**DIRECTIVE:** Copy all of the rows below word for word, but leave out the pictures.

** Start of RECORDS TO USE **

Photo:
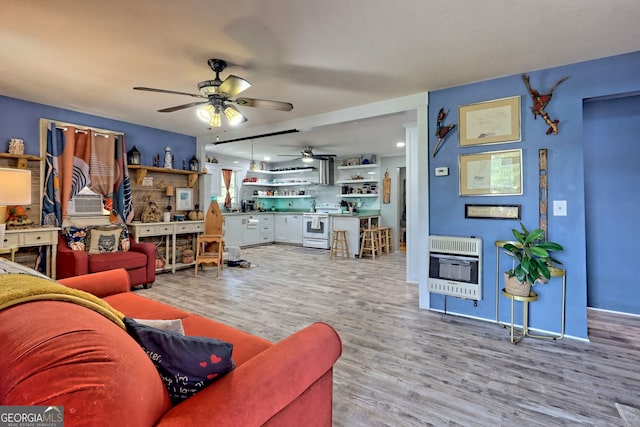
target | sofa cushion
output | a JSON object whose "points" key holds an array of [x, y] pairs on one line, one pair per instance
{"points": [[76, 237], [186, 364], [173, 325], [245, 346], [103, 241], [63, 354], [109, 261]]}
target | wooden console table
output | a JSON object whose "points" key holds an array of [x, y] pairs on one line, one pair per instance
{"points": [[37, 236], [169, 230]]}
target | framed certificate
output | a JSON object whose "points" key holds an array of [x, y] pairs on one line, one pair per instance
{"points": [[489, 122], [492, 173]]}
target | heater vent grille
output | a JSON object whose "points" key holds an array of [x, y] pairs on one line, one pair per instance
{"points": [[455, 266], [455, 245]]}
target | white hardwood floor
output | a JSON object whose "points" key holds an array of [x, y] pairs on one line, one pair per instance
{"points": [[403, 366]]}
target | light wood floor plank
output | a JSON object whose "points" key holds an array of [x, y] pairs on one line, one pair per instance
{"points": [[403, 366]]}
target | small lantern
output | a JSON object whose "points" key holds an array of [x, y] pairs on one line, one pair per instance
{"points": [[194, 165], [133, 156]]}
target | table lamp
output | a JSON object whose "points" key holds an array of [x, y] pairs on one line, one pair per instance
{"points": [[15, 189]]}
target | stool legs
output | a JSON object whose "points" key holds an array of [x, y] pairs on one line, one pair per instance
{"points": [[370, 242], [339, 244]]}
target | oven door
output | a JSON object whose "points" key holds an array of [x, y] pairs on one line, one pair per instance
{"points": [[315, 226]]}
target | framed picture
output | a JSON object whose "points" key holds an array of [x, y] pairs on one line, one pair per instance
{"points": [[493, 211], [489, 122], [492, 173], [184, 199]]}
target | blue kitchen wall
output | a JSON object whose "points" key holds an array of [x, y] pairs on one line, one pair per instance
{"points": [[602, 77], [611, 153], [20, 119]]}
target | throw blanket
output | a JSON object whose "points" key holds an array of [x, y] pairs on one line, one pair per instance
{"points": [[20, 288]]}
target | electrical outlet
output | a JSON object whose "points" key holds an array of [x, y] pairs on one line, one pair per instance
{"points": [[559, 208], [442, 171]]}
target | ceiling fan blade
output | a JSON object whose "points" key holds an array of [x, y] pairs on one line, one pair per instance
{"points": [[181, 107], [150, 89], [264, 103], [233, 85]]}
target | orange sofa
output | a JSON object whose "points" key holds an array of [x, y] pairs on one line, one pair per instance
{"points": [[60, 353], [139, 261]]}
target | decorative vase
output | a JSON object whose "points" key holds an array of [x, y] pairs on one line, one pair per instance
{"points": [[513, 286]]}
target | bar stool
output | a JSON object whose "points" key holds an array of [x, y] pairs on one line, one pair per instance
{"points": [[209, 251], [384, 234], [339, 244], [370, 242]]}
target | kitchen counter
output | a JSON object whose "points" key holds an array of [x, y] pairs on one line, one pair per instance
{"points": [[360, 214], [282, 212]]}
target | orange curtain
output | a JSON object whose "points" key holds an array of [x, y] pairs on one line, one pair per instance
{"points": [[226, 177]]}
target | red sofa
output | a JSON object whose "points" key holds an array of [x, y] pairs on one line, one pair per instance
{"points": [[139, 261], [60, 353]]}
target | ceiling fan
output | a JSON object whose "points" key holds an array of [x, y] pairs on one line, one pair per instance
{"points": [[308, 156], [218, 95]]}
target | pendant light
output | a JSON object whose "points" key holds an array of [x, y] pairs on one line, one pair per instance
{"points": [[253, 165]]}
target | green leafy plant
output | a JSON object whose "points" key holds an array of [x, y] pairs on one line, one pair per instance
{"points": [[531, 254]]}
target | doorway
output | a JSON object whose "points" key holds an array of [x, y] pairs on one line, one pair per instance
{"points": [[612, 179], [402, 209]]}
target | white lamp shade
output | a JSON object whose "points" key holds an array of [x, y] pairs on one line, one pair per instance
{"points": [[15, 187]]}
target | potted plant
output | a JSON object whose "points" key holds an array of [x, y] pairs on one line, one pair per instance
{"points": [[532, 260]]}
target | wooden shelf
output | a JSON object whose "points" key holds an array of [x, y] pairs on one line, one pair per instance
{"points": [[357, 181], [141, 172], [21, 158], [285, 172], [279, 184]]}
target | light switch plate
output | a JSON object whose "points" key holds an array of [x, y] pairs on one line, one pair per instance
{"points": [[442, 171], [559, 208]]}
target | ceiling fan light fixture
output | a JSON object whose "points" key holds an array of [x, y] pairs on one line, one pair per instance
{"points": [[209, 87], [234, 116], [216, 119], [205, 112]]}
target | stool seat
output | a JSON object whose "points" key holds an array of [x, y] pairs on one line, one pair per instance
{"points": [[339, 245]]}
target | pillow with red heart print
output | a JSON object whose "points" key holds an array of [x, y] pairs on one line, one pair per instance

** End of RECORDS TO USE **

**COMPLETED TASK:**
Photo:
target | sofa cushion
output | a JSON object whose "points" key holds an array of [x, y] pairs on one line, one pair per instance
{"points": [[76, 237], [186, 364], [173, 325], [245, 346], [103, 241], [63, 354], [109, 261]]}
target | wooden console table
output | a JSON object whose "points" key holds an array of [x, y] pairs on one line, one pair per instance
{"points": [[37, 236], [169, 230]]}
target | framed certificate
output | a JSON object whose "points" key holds an array of [x, y] pairs on one line, one pair per instance
{"points": [[489, 122], [492, 173]]}
target | heater vent grille
output | a JSON object whose "points" key holds an array of [x, y] pairs on one line, one pair per instance
{"points": [[455, 266], [455, 245]]}
target | white hardwood floor
output | a JSON object whose "points" key holds an array of [x, y] pairs on one line, one pair per instance
{"points": [[403, 366]]}
target | light wood floor plank
output | a JSON object whose "points" key holds an array of [x, y] pairs on one line, one pair per instance
{"points": [[403, 366]]}
target | small lantern
output | a JSON object whose "points" key holds an array of [x, y] pairs on one line, one pair per instance
{"points": [[194, 165], [133, 156]]}
target | table lamp
output | a JSON object whose "points" key holds an array of [x, y] pairs on one line, one pair per instance
{"points": [[15, 189]]}
target | stool legs
output | a JSON object whose "points" key holds an array of [x, y] pairs on one line, one pair per instance
{"points": [[370, 242], [339, 244]]}
target | oven door
output | a JSON object whose "points" key holds an array of [x, y] pairs on one line, one pair per instance
{"points": [[315, 226]]}
target | framed picture
output | a JSON object whose "points" key holds an array of [x, y] pairs on one line, one pair per instance
{"points": [[493, 211], [489, 122], [492, 173], [184, 199]]}
target | blue kitchen wall
output | a JSON object whose "points" key holds an array of [x, y] pairs on one line, one pair per instance
{"points": [[602, 77], [611, 153], [20, 119]]}
target | throw blanket
output | a JSON object whose "points" key holds an array of [x, y] pairs on one line, one pair per instance
{"points": [[20, 288]]}
target | electrical outlet
output | a JSON object whose "points" key holds an array of [x, y] pairs on one line, one pair per instance
{"points": [[559, 208], [442, 171]]}
target | ceiling fan blade
output | a JSON object whose "points" key holds an array of [x, y] pairs on one line, one pair per instance
{"points": [[181, 107], [150, 89], [264, 103], [233, 85]]}
target | orange sofa
output | a JSON object whose "points" key holds an array of [x, y] pairs on one line, one pair per instance
{"points": [[60, 353], [139, 261]]}
target | decorative vase
output | a JSON object whose "points" key holds an array of [x, y] pairs on one line, one pair per instance
{"points": [[513, 286]]}
target | bar stool
output | a JSON object whose "points" key holds an array of [x, y] pairs on one line, one pair per instance
{"points": [[209, 251], [384, 234], [339, 244], [370, 242]]}
target | kitchen counter
output | a JSON object whose "points" key holds an array of [x, y] pairs on one line, one pair per instance
{"points": [[360, 214], [282, 212]]}
target | orange curtain
output | a JSON object whose "points" key holds an array of [x, y] pairs on one line, one pair per instance
{"points": [[226, 177]]}
target | red sofa
output | a JSON object whose "points" key holds an array of [x, y] pairs on one line, one pair per instance
{"points": [[139, 261], [60, 353]]}
target | ceiling fan
output | a JSON object whose "points" key holds an array of [x, y] pairs on one line, one pair per instance
{"points": [[308, 156], [218, 95]]}
target | pendant light
output | a JSON object whose "points" key holds an array of [x, y] pairs on one line, one pair per instance
{"points": [[253, 165]]}
target | green leafy plant
output | a JSON object whose "points" key holds an array of [x, y] pairs on one line, one pair per instance
{"points": [[531, 254]]}
target | doorway
output | a JSON object whose "points" key holds an array of [x, y] pairs on one line, one pair per instance
{"points": [[612, 179], [402, 209]]}
target | white lamp shade
output | a JSON object whose "points" key holds an array of [x, y] pairs on one line, one pair per instance
{"points": [[15, 187]]}
target | potted plant
output | a JSON object whose "points" key holds an array of [x, y] pairs on one line, one pair per instance
{"points": [[532, 260]]}
target | wooden shelf
output | a JSON object whose "points" key holds an array of [x, y] pairs on one line, one pair per instance
{"points": [[357, 181], [141, 172], [21, 158], [285, 172], [279, 184]]}
target | light switch plate
output | a JSON object whose "points" key holds an array of [x, y] pairs on one line, one pair per instance
{"points": [[442, 171], [559, 208]]}
target | ceiling fan light fixture
output | a JSON object whose "points" key holds an array of [x, y] pairs on one line, one pair per instance
{"points": [[209, 87], [234, 116], [216, 119], [205, 112]]}
target | stool seat
output | a JSON object whose "points" key holds an array of [x, y] pairs on one line, one pair per instance
{"points": [[339, 245]]}
target | pillow with red heart print
output | a JSON object whose "points" key holds an array of [x, y] pairs on one line, one pair per instance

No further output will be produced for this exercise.